### PROBLEMAS A RESOLVER
(1) No texto sobre o Santana, em quantos giros o motor parece estar sempre muito confortável?
(2) Dê sequência ao texto sobre o Santana a partir da última frase mostrada.

### TRECHO DO TEXTO
- - - -

Uma coisa bem curiosa é o nariz longo do Santana, a gente não está mais acostumado com essas coisas nos carros modernos, pode-se ficar perigosamente perto de outros veículos sem ao menos perceber, é preciso de um tiquinho de atenção nos primeiros movimentos com o carro para não levar, no mínimo, um susto.
Na estrada
O comportamento sereno e macio do Santana na cidade repete-se na estrada. A direção não é boba, a assistência hidráulica atua sem folgas no passo da curva a médias velocidades. Aumentando um pouco o ritmo, tem-se a impressão que o eixo traseiro não acompanha mais em 100% o da frente, uma leve impressão de “navegabilidade” surge com a carroceria fazendo alguns movimentos curiosos, “passarinhando”sutilmente. Tudo isso, claro, sem abusar de verdade nas curvas, mas andando rápido o suficiente para capturar suas tendências que devem se amplificar a medida que se dirige mais esportivamente. Parece mais solto que o Santana de geração anterior, “menos europeu”; perto dos sedãs atuais, é claramente menos firme e aderente.
O motor transmite sua potência com suavidade e parece estar sempre muito confortável nos 3.000 giros, tão confortável que parece não querer sair nunca dali. Você começa a esticar a terceira nas ultrapassagens, buscando os 112 cv divulgados, e o ponteiro do conta giros — com alguma dificuldade — passa dos 4 mil, buscando os 4 mil e quinhentos, e dali em diante parece não fazer mais sentido espichar o motor, pois ele vai perdendo a fluidez e fica mais áspero e barulhento, e dá a impressão de não vir mais potência palpável para completar a manobra.

- - - -

### LINHAS FORNECIDAS
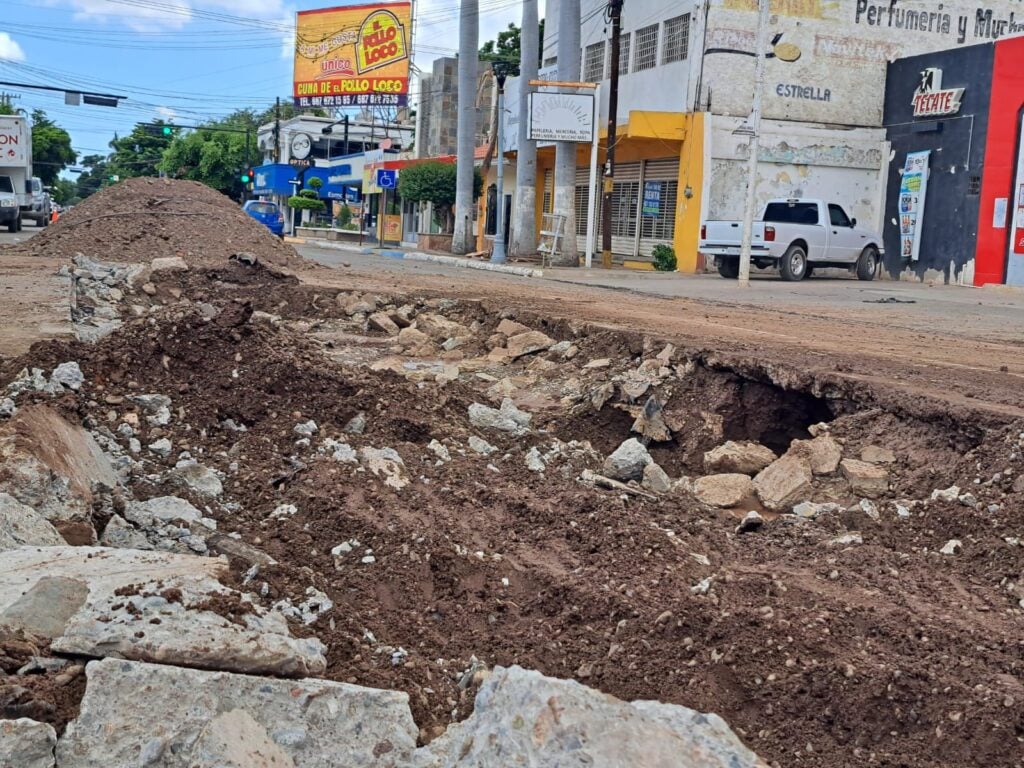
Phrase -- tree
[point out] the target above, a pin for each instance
(140, 153)
(214, 158)
(434, 182)
(94, 177)
(51, 151)
(64, 190)
(507, 48)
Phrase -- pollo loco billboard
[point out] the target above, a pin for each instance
(355, 55)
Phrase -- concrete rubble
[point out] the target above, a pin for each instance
(27, 743)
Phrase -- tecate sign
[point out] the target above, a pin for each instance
(932, 100)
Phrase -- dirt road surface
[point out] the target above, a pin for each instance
(958, 345)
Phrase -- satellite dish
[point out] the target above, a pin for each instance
(786, 52)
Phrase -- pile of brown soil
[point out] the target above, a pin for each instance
(140, 219)
(819, 654)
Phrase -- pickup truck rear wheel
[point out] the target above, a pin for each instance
(728, 268)
(867, 264)
(794, 264)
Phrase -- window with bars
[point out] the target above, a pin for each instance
(645, 56)
(663, 224)
(624, 54)
(593, 62)
(677, 39)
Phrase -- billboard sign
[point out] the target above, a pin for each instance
(354, 55)
(561, 117)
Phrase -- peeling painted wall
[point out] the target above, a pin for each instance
(846, 46)
(840, 166)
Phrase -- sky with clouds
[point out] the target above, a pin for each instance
(184, 60)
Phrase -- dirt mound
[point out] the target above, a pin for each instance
(845, 640)
(140, 219)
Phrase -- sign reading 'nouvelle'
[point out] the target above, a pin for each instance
(931, 100)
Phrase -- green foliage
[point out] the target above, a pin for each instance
(64, 190)
(665, 258)
(138, 154)
(51, 151)
(94, 177)
(508, 48)
(435, 182)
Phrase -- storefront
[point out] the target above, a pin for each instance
(954, 205)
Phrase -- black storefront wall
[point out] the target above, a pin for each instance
(957, 145)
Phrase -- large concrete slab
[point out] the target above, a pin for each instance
(175, 718)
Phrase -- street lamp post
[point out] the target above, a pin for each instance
(498, 253)
(755, 145)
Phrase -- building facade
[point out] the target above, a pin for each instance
(685, 88)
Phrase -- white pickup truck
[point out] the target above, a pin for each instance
(796, 236)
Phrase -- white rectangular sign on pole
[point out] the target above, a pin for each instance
(561, 117)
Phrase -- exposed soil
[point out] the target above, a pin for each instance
(819, 653)
(886, 653)
(144, 218)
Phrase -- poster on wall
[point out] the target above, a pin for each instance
(355, 55)
(911, 204)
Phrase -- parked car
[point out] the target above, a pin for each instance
(266, 213)
(796, 236)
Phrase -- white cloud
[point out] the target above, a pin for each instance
(9, 49)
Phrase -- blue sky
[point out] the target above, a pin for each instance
(180, 59)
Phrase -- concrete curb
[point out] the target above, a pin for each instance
(522, 271)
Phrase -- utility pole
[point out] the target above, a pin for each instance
(524, 226)
(615, 14)
(276, 130)
(498, 255)
(755, 145)
(565, 152)
(469, 41)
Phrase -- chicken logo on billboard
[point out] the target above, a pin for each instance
(354, 55)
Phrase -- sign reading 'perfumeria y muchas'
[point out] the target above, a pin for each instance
(354, 55)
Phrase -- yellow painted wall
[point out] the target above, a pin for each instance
(649, 136)
(690, 177)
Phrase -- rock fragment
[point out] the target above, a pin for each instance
(738, 458)
(628, 461)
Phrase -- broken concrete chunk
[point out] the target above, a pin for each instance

- - - -

### RESPOSTAS DO EXERCÍCIO
(1) Nos 3.000 giros.

(2)
Claro que a essa altura, o Santanão já despachou os carros mais lentos, a velocidade cresce, mas após os 140 km/h sua taxa de aceleração cai muito. Em ritmos mais normais, o AP 2-litros (1.984 cm³) e sua quinta marcha real sobram na estrada para acompanhar o ritmo dos demais, um carro muito atual nesse sentido.
Óleo do câmbio em temperatura ideal, as reduzidas para segunda entram como faca quente na manteiga no momento de tráfego pesado. Em estrada aberta, a gente se pega fazendo uma brincadeira, uma mania: tira da quarta e se reduz rápido para a terceira, pede-se de supetão “mais motor”, e a quarta é jogada mais rápido ainda em seguida. Enquanto no Chevrolet Diplomata testado anteriormente eu fazia isso mais para sentir as respostas do motor grande, aqui o negócio é relembrar como é legal cambiar um Volkswagen. O “H” básico é uma delícia, os engates são curtos e precisos, o peso da alavanca é perfeito, apenas o engate da quinta fica um pouquinho mais distante do que vemos em câmbios atuais da marca como do Polo e up!. É aquele mínimo detalhe que denuncia sua idade.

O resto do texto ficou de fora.